DOCUMENT EXTRACT.
---

I’m trying hard to be cautiously optimistic, but the pessimist in me may be winning.

New York City’s bike share program launched on Memorial Day. It’s the talk of the town, and the largest such program in the world. It’s also a sterling example of the Collaborative Economy, the topic of new and important research by my colleague, Jeremiah Owyang. He defines the movement as customers sharing goods and services rather than buying them, which redefines the buyer seller relationships while simultaneously disrupting and disintermediating longstanding business models.

From banking to labor, hospitality to fashion, transportation and real estate, his research lists over 200 digital platforms that have recently emerged to get you a ride to where you’re going, a place to lay your head when you get there, and even toys for your kids to play with that will be gone before they’re outgrown.

The sector is growing rapidly, yet so are forces opposing it: regulation (e.g. AirBnB is illegal in New York City), trust issues between buyers and sellers, and other uncertainty factors. Jeremiah’s advice for businesses is, in a nutshell, you won’t be able to beat them, so join them. Neiman Marcus could, for example, launch its own version of Rent the Runway (revenue aside, such a move could be worth its weight in data collection).

Where I question the growth potential of the collaborative economy is from the perspective of a resident of midtown Manhattan. Collaboration is built on a foundation comprised of common values, community standards and trust.

I’m no sociologist, but I’ve lived and traveled abroad enough to understand that (love ’em or hate ’em), community values are radically stronger, not to mention vigorously reinforced, when the communities in question are distinct, defined and undiluted. Multi-culti certainly has its advantages – that’s why I elect to live in the middle of Manhattan – but commonly held values and community standards are not one of our defining characteristics. Anyone who’s been here knows it’s not tidy like Switzerland. We don’t wait for the light to turn red before crossing the street, like everyone does in Germany. And no way, no how could you get the entire population of the five boroughs to wear a yellow shirt every single Monday (it’s like a site gag for the first-time Bangkok visitor).

My personal experience with the collaborative economy has always been as an enthusiastic early adopter, only to see that enthusiasm quashed as something tribal grows to global proportions. I was word-of-mouth cheerleader when Zipcar launched (I was such an early member customer service later thought my membership number lacked digits, it was so low). Fast-forward five years: the service goes wide, there’s mass advertising (as opposed to a constant reinforcement of consideration-for-the-next-user oriented rules), and pretty soon I’m picking up cars with empty gas tanks, or worse,  trying to pick up cars previous renters haven’t bothered to return.

Nice that they always cheerfully refunded my money – but what about that wedding I missed when I didn’t have wheels to get there? The day Avis bought Zipcar, I cancelled my membership.

---

DATA.
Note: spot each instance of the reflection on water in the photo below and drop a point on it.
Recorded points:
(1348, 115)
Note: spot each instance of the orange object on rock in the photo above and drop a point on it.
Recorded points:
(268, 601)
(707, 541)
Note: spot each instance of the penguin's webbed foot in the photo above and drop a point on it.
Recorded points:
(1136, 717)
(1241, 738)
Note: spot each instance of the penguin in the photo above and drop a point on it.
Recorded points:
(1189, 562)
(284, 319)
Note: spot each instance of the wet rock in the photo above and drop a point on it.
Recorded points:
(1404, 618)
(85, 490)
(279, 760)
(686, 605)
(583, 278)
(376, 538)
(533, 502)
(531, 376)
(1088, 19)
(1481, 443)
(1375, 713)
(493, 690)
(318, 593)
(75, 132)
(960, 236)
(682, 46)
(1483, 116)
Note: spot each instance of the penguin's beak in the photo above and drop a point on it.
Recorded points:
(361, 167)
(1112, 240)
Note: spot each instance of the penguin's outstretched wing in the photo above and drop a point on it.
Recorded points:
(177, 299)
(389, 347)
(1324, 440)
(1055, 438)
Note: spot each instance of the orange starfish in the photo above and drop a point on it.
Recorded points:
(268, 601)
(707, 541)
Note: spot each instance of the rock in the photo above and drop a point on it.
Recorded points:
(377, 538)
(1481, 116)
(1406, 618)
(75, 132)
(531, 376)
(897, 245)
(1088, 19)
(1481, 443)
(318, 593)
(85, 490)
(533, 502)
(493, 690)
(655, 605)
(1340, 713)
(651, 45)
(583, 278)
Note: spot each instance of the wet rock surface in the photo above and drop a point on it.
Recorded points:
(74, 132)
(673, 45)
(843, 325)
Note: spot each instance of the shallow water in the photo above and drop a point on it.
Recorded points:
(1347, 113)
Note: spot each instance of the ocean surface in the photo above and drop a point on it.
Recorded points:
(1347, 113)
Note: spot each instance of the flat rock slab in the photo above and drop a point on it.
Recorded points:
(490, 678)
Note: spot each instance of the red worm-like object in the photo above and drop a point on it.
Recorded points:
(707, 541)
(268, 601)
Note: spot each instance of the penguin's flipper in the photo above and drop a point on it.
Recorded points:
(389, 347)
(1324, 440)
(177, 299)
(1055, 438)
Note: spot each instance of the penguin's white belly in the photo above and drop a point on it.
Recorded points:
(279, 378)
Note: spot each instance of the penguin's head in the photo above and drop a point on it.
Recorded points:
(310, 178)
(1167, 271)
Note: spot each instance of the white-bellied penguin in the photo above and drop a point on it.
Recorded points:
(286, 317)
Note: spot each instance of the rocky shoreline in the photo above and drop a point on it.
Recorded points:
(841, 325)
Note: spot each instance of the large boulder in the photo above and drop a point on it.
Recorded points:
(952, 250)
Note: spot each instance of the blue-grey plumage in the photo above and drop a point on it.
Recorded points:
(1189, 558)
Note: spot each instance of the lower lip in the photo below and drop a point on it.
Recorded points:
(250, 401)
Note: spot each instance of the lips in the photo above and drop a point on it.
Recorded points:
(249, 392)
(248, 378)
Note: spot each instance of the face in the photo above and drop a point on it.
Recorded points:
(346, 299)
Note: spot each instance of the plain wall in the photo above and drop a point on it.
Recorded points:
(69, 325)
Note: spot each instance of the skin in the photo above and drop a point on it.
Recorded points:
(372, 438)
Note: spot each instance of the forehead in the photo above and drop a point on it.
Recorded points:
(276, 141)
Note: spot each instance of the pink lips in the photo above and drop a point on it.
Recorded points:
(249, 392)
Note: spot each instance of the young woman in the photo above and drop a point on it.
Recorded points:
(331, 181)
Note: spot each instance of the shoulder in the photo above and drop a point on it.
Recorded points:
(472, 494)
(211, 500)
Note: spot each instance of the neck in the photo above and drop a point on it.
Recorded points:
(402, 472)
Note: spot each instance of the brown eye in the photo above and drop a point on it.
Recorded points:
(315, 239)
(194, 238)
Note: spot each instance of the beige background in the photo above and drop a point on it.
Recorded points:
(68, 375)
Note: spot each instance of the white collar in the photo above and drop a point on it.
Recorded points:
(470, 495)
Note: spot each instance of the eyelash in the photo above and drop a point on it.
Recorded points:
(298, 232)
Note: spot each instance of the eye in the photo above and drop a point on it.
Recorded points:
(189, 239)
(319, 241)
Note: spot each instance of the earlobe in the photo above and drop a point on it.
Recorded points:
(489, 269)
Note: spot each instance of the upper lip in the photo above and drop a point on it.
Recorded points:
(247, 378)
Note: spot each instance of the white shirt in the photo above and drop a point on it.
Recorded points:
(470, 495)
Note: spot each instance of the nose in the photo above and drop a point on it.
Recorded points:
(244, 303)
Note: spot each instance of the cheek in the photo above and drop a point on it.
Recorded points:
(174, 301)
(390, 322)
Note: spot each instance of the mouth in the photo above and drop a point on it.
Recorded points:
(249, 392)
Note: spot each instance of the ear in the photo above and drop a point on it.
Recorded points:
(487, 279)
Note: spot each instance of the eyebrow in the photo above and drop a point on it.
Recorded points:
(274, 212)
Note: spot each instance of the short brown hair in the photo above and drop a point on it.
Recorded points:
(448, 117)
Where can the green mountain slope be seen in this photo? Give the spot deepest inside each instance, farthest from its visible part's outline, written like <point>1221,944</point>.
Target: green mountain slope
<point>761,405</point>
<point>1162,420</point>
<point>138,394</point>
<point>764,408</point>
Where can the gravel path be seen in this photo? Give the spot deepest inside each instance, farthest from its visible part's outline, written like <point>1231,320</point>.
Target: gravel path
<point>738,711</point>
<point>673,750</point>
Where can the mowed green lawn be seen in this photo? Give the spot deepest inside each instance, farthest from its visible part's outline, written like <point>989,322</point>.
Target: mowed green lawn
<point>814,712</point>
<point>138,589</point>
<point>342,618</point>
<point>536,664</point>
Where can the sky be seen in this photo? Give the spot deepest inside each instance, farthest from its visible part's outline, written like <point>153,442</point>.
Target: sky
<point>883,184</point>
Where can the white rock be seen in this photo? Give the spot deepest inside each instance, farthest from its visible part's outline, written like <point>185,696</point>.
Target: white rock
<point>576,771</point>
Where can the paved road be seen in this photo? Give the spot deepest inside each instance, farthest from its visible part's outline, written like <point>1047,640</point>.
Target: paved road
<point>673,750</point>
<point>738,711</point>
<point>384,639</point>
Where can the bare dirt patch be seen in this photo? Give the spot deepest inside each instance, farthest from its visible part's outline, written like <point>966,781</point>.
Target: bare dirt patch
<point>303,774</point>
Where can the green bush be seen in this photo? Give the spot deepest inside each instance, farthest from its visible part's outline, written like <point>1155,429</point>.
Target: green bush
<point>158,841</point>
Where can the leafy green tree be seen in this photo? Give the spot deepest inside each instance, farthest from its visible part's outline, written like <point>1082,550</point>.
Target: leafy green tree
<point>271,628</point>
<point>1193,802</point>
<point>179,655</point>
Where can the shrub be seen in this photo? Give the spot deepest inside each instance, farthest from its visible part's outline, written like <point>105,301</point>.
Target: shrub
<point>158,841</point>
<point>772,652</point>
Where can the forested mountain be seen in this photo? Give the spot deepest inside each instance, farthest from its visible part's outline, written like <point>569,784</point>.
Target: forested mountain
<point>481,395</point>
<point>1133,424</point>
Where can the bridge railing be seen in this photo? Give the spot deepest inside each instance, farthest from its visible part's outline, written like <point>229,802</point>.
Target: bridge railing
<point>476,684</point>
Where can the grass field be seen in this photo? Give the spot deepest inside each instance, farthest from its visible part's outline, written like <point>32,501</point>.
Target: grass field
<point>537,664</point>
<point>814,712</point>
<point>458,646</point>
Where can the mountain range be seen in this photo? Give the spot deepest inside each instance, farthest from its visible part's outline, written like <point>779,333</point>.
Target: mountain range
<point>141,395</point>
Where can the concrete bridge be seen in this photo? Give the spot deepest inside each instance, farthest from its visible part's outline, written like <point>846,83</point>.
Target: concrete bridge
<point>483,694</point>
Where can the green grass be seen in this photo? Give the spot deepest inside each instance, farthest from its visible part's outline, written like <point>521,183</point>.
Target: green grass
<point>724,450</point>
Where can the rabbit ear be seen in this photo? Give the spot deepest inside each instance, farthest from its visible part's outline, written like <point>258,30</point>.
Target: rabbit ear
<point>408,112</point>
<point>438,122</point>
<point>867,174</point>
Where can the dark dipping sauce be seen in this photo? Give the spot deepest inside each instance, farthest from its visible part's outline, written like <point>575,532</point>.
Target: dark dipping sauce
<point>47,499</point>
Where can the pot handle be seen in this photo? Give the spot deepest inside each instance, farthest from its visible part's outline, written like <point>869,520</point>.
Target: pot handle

---

PROBLEM TO WORK ON. In the piece on the collaborative economy, why does the writer doubt the sector's growth potential from the viewpoint of a midtown Manhattan resident?

OUTPUT OF THE EXERCISE. The writer says collaboration rests on common values, community standards and trust, and that these values are much stronger in distinct, defined, undiluted communities. Manhattan's mix of cultures lacks commonly held values and community standards as a defining trait.